### SET TASK 1
In the essay on rice, what share of daily calories does rice provide for over 2.7 billion Asians?
### SET TASK 2
Write a continuation of the essay on rice that picks up after its final sentence.

### PAGE EXTRACT
- - - - -

Linda S. Wojtan
Little grain of rice
Tell me about those countries
So far away
Haiku by Pauline Mangeant, age 9
(translated from the French in Haiku by Children.
Tokyo: JAL Foundation, 1997)
Learning about the world from a humble grain of rice may seem a lofty goal. Yet the global significance of rice affords a lens for examining a multitude of countries and cultures. Rice, boasting at least 120,000 varieties, provides between 25 to 80 percent of daily calories for over 2.7 billion Asians, or one half of the world's population. Rice is the world's number one food crop for human use; although wheat and corn production exceeds that of rice, substantial percentages of each are used for animal feed.
A highly adaptable grain, rice grows in the hot Australian and Egyptian deserts, cool Himalayan foothills of Nepal, and slash-and-burn forest slopes in Southeast Asia. During flooding season in Bangladesh, rice can thrive in eight feet of water, due to the passage of air from minute openings in the shoots to the roots. These "floating" rice plants can elongate eight inches a day, to ten or more feet, in order to accommodate rising flood waters.
Although American students usually learn about rice during their study of Japan, the coverage is often quite limited. Typical textbook treatment focuses on rice as food, on rice growing as an occupation, and on terracing as a geographic accommodation. However, little mention is made of the concept of rice in the Japanese cultural context.
Across the Curriculum with Rice
Rice holds such hegemony in Japanese culture that some have identified it as the essence of the culture itself. Even a superficial examination of Japanese culture reveals the complex connection rice has to many cultural forms and expressions in both historical and contemporary settings.
Understanding the role of rice in contemporary Japanese culture calls for a multi-faceted exploration. Indeed, rice is an ideal vehicle for an across-the-curriculum approach to Japanese culture. The categories and activities suggested below afford some examples of this approach.
Usually, the language of a culture provides clues to important concepts and values. This is true in Japanese culture. The primacy of rice as a diet staple is echoed in the Japanese language. One example is the early indigenous name for Japan, mizu ho no kuni (the land of the water stalk plant).
Another is the word gohan, which has the dual meanings of "cooked rice" and a "meaquot; (such dual meanings exist in other Asian languages/cultures where rice is the main dietary staple).
Activity. Ask students to hypothesize about the significance of the two meanings of gohan. Continue the language lesson by explaining that the use of gohan in Japanese is extended with prefixes to give us asagohan (breakfast), hirugohan (lunch) and bangohan (dinner). These multiple terms signal that it is almost impossible for most Japanese to think of a meal without rice.
Next, tell students that in Chinese the word for "rice" is also the word for "meal," and that a common greeting among Chinese during meal periods of the day is literally "Have you had your rice?" Ask the students if they can think of any word(s) in English or another language that function in this way.
Many believe that important aspects of Japanese social behavior, including the notion of wa or harmony (seeking consensus and always assessing the context of actions) originates from wet rice cultivation. Historically, wet rice cultivation was a labor-intensive task that could not be accomplished easily. As a result, families pooled their labor. More importantly, they also shared their water resources and irrigation facilities.

- - - - -

Location identification entries:
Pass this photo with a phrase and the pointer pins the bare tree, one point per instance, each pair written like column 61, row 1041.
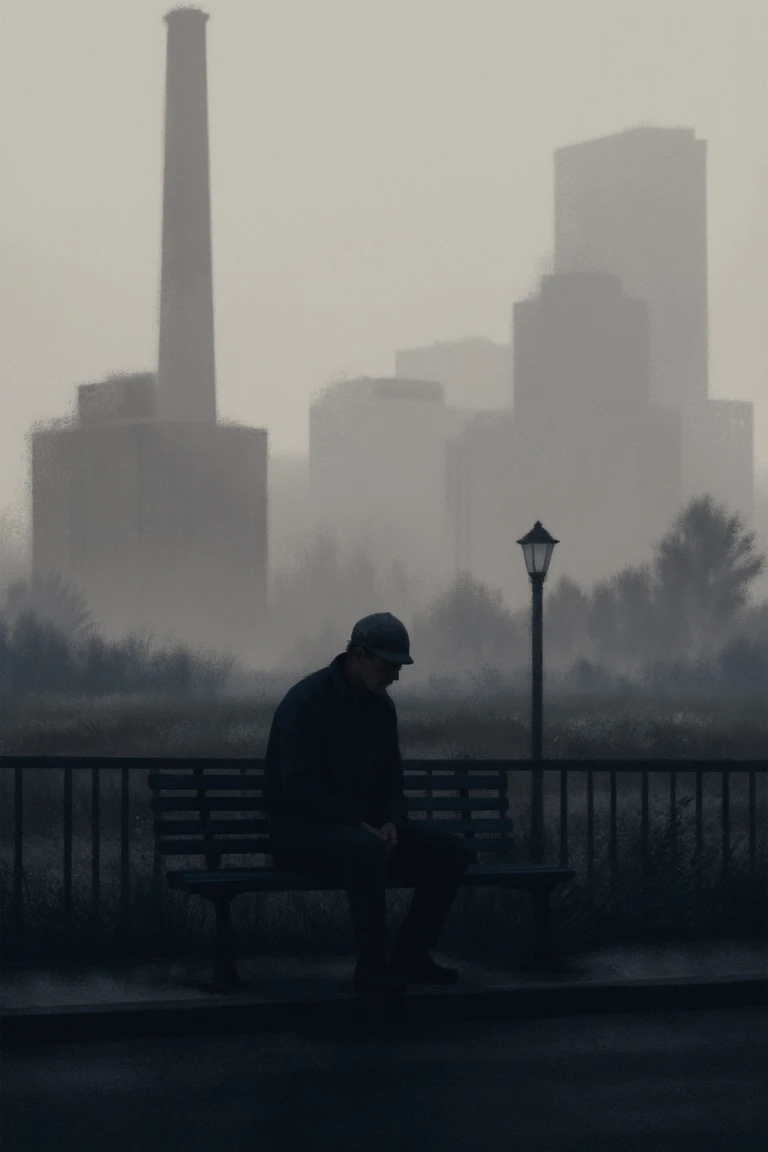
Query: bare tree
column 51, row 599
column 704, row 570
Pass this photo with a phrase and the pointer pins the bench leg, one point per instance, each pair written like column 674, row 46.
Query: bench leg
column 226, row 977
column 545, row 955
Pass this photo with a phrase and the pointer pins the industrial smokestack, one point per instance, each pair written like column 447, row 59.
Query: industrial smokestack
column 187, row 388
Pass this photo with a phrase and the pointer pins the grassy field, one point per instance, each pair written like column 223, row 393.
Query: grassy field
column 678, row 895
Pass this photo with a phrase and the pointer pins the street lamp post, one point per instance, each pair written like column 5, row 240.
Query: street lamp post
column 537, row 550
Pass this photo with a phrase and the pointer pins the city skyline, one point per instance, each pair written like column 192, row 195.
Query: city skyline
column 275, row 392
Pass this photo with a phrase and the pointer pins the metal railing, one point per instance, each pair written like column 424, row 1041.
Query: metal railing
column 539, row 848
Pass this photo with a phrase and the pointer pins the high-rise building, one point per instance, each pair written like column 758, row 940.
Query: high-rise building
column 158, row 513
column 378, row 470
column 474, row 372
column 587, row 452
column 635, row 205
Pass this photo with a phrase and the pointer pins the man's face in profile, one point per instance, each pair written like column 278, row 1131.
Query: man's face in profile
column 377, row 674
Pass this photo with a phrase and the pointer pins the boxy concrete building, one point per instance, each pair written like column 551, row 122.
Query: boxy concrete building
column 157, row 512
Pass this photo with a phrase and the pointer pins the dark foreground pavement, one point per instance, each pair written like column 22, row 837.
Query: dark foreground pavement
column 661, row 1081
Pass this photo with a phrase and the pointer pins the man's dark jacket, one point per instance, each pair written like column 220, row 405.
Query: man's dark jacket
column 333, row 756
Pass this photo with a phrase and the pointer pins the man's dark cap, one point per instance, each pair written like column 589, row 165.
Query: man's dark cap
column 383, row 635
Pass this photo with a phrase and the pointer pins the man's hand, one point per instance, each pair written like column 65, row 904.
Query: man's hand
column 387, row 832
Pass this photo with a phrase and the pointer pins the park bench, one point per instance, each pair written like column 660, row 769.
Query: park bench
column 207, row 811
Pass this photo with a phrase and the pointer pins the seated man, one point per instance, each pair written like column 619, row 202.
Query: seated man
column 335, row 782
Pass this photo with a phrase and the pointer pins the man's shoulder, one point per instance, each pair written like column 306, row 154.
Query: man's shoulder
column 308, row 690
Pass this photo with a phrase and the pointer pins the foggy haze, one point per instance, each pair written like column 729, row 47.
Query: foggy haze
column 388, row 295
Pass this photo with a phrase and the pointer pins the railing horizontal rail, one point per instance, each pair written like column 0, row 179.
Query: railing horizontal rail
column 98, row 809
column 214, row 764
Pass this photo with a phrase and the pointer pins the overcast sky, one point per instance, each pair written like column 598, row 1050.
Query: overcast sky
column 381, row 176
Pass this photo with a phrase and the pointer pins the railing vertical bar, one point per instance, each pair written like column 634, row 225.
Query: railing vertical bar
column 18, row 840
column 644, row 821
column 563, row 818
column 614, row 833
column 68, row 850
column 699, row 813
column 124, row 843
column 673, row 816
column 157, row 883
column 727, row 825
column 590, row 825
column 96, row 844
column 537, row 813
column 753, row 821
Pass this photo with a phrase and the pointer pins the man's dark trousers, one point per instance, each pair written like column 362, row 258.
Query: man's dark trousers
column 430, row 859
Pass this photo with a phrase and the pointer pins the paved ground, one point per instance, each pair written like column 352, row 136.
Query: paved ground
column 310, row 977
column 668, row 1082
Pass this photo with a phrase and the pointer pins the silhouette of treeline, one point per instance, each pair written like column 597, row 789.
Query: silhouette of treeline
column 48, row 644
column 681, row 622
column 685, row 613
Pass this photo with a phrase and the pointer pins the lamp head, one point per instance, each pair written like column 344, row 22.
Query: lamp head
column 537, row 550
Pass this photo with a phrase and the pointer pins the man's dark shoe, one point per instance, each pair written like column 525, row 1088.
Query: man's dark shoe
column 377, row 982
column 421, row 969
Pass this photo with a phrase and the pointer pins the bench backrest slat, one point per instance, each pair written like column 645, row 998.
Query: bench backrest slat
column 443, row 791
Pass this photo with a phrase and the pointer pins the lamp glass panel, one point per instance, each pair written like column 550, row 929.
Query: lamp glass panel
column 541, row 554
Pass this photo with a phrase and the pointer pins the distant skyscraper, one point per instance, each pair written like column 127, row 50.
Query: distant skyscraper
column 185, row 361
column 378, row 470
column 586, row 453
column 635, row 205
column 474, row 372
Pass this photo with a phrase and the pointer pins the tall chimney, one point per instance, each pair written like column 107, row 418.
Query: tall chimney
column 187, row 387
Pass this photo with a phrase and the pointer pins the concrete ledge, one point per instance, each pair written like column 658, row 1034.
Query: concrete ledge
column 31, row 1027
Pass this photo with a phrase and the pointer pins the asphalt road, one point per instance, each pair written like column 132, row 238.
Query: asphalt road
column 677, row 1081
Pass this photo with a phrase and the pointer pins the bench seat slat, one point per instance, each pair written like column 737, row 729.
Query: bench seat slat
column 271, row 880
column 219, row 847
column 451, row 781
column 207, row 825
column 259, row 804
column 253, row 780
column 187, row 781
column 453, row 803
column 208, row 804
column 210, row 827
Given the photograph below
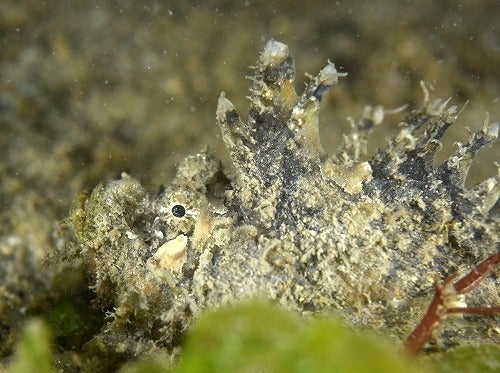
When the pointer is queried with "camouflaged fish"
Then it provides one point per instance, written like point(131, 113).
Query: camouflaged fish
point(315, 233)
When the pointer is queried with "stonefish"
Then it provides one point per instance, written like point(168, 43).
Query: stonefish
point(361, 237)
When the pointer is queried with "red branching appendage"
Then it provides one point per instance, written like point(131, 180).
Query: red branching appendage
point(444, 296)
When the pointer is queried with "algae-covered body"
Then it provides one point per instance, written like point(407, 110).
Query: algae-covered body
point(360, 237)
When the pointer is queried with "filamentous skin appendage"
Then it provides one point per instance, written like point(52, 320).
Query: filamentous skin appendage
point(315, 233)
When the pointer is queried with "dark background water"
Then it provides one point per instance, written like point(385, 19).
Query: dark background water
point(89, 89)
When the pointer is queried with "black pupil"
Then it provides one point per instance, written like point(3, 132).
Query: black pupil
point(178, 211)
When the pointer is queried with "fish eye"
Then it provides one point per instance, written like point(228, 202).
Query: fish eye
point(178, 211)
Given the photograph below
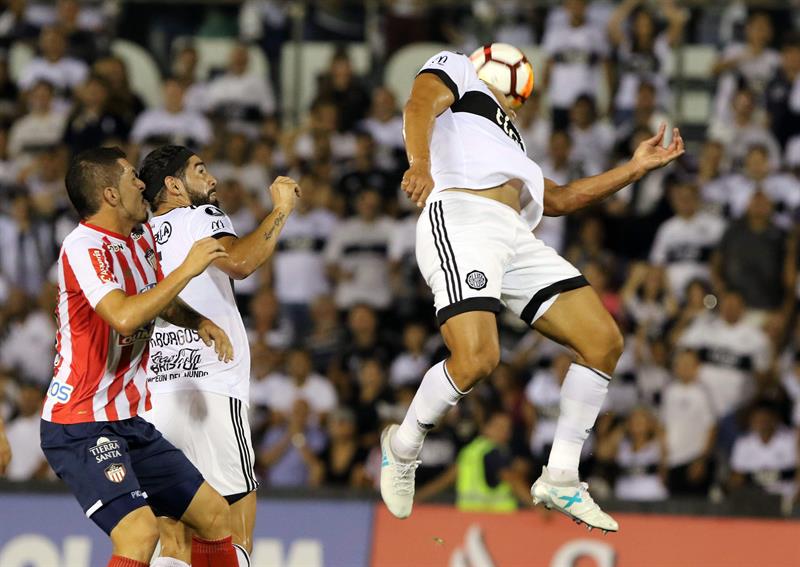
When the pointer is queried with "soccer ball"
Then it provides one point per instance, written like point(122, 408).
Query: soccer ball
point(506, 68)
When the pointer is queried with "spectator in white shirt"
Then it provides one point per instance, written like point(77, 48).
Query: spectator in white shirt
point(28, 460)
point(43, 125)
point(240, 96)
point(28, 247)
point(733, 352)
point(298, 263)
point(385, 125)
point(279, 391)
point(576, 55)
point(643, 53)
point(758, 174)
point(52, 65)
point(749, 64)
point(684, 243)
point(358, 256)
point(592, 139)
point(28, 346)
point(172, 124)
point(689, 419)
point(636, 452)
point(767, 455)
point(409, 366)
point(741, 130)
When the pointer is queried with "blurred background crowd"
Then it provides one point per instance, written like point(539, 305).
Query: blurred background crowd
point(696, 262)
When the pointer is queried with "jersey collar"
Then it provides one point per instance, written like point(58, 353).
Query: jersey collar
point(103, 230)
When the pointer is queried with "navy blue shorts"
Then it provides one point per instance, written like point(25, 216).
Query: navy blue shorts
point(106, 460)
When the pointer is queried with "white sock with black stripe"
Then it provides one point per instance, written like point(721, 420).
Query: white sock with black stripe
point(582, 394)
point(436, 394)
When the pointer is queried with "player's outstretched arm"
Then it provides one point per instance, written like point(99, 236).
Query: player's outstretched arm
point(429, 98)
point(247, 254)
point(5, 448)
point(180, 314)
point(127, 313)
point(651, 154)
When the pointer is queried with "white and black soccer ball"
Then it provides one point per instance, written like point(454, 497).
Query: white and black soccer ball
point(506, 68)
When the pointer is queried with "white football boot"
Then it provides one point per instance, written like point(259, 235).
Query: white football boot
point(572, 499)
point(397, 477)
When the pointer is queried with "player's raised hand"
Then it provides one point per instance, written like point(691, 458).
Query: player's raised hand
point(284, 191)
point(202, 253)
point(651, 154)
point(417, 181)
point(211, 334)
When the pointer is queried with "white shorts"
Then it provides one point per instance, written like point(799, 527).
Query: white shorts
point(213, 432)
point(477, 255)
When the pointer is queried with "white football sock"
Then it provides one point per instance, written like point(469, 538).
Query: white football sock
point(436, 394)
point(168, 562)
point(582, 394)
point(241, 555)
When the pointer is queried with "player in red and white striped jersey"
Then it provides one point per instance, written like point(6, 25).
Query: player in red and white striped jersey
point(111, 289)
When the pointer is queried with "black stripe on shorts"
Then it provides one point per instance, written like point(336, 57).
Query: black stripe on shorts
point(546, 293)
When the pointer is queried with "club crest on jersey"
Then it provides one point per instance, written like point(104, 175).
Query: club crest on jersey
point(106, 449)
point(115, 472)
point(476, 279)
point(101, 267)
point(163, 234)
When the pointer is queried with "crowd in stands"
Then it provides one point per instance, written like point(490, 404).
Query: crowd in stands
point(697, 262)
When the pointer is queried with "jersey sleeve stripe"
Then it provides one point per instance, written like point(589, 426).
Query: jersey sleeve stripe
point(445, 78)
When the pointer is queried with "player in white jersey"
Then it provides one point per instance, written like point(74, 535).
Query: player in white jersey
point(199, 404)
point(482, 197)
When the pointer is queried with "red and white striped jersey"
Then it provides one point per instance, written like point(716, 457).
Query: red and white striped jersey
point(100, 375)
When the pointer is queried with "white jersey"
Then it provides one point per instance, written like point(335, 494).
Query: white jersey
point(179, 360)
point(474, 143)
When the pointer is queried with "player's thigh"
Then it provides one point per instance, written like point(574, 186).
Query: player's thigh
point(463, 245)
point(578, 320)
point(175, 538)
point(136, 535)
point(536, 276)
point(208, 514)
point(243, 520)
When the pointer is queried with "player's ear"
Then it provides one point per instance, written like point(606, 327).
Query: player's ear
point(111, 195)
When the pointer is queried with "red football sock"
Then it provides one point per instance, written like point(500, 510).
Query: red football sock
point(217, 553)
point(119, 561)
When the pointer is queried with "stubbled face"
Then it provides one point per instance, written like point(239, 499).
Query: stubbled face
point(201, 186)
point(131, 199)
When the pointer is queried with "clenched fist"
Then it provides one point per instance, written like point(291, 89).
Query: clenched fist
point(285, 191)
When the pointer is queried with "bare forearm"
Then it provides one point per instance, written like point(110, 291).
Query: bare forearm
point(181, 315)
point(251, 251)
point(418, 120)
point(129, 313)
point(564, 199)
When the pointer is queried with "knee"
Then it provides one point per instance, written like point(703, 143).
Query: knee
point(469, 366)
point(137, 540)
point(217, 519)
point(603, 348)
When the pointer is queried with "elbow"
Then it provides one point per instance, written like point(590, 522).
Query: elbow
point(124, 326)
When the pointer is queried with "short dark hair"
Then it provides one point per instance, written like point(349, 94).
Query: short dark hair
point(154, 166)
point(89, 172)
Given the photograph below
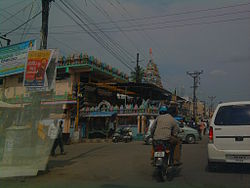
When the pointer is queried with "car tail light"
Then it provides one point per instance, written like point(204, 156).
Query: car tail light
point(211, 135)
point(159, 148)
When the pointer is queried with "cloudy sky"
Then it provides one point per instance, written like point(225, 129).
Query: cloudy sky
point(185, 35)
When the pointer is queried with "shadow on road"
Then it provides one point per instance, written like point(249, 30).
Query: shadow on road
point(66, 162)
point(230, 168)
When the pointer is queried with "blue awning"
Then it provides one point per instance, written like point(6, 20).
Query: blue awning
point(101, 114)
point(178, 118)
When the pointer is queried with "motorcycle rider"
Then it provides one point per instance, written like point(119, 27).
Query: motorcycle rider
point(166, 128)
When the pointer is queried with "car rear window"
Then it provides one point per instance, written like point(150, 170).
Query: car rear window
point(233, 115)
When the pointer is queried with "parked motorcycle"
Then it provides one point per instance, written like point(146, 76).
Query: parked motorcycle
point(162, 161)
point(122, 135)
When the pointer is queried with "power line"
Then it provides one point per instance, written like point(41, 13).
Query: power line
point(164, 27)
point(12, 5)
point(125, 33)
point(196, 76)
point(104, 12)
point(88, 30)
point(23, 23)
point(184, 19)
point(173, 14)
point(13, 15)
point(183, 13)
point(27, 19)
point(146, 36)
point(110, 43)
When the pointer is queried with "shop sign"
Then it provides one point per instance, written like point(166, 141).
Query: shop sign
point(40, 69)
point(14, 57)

- - - - -

### FINAL RESULT 1
Between 25 and 80 percent of their daily calories.

### FINAL RESULT 2
Typically, irrigation arrangements called for water to run downhill, linking all the surrounding families in their shared destiny of communal resource usage. The people lived in houses clustered together and depended heavily upon each other, since they usually planted rice on the same day, after several days of watering. This necessitated an emphasis on group interests, the enhancement of skills in group decision making, and the avoidance of friction between families who would be neighbors and work mates for generations.
This historic commitment to group harmony has led some observers to suggest that the original culture of rice continues to shape group consciousness in Japan today. Despite the fact that only a small number of people actually grow rice, 125 million people still try to sustain group harmony in a relatively confined space by seeking daily accommodation.
Activity. To help students explore this concept, ask them to research rice-growing in Japan in both historic and modern times. Help them to analyze the labor-intensive job of growing rice in terms of the forms of cooperation needed. Reinforce this learning by asking the children to analyze cooperative tasks in the classroom and the efforts at accommodation that are needed to ensure success. How do cooperation and accommodation change their behavior? What happens when some do not cooperate?
The Japanese emperor has historically been a "priest-king" of the Shinto religion. Many of his priestly functions have revolved around aspects of rice-growing throughout the year. Shinto rituals encompass the use of both rice and such rice products as sake (rice wine) and mochi (rice cakes). Rice stalks fashioned into braids or ropes are called shimenawa and used to denote a sacred place.
The function of the Japanese emperor as guardian of the rice crop endures. Indeed, former Emperor Hirohito tended a rice plot on the Imperial grounds in Tokyo up to the time when he was taken seriously ill. Even during the last months of his life, Emperor Hirohito inquired about the weather and actively worried about the crop. The tradition continues as today's Emperor Akihito blesses the rice crop each year (his many coronation ceremonies also involved rice and its products).
Activity. Ask students to look for (or provide them with) illustrations of Shinto ceremonies that include the use of rice or rice products. How is rice being used in these rituals? What do these different uses suggest about the importance of rice in Japanese culture?
Over time, control or guarding of the rice crop became a political function, confirming its importance in Japanese society. Indeed, the amount of rice possessed--measured in shos--signaled the wealth of a daimyo (lord) and provided payment for his samurai (warriors). Thus rice undergirded the political system, functioning as currency and an instrument of trade.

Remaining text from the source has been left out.